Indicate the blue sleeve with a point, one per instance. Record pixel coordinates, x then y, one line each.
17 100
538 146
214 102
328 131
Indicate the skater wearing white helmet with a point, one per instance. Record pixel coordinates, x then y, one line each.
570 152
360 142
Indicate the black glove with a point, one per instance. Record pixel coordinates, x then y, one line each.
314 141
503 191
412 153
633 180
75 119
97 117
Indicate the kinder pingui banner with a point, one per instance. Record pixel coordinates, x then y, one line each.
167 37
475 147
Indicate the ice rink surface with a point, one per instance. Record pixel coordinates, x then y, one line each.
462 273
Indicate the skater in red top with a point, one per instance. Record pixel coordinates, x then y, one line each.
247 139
══════
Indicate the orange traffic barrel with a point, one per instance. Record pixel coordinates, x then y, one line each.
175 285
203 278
══════
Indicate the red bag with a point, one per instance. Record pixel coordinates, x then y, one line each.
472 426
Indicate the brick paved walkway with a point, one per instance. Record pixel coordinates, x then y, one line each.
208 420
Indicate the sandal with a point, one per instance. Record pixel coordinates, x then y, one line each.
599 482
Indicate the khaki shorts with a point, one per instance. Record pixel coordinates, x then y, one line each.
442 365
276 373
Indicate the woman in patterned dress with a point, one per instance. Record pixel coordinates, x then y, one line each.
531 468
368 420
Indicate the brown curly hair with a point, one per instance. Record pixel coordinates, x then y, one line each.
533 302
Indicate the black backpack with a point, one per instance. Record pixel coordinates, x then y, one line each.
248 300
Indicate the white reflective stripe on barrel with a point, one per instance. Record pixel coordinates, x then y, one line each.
══════
Can you write out again only the lines from the line with "Indicate the brown" up to and including the line with "Indicate the white", keeping the requests as they are and shifting every coordinate in the answers by -55?

Indicate the brown curly hair with a point, one per instance. Record pixel coordinates, x then y, one line each.
478 247
Indicate the black backpack with a point, one per instance. Record pixel coordinates, x then y, one line each.
193 245
Indicate the white reflective stripe on barrel with a point, one per instance. Record pixel coordinates, x then y, one line each.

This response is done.